## GEGEBENE DATEN
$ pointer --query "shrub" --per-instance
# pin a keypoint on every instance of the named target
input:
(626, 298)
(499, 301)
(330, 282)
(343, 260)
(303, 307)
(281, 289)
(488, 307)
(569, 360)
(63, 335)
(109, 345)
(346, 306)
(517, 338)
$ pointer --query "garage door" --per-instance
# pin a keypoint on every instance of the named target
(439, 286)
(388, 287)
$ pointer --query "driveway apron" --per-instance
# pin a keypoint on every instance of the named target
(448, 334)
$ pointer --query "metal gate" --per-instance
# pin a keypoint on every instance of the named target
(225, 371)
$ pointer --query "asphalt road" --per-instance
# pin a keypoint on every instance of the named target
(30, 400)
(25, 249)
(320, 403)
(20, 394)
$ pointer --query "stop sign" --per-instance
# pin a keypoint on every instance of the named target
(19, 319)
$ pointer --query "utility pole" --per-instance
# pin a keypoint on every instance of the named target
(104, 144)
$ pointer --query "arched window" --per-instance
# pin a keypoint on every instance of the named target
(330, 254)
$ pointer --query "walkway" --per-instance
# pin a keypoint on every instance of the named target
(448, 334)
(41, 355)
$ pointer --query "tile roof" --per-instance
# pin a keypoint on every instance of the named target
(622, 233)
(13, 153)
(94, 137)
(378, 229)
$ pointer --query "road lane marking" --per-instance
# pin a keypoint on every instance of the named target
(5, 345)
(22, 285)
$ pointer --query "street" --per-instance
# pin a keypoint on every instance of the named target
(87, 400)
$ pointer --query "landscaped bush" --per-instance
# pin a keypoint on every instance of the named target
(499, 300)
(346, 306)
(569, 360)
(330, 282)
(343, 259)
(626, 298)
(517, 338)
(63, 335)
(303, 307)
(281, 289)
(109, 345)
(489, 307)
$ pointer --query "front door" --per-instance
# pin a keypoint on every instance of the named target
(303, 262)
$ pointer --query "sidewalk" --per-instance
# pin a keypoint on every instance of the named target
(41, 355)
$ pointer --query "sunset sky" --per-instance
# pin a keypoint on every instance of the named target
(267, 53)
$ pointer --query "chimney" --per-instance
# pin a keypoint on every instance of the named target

## DIE FRAGESTELLUNG
Finde in den Zeilen oben jede Zeile, die das Wort „door“ enthält, und schreibe sie vollständig ab. Groß- und Kleinschreibung zählt.

## ANTWORT FOLGT
$ pointer --query "garage door" --per-instance
$ pointer --query "front door" --per-instance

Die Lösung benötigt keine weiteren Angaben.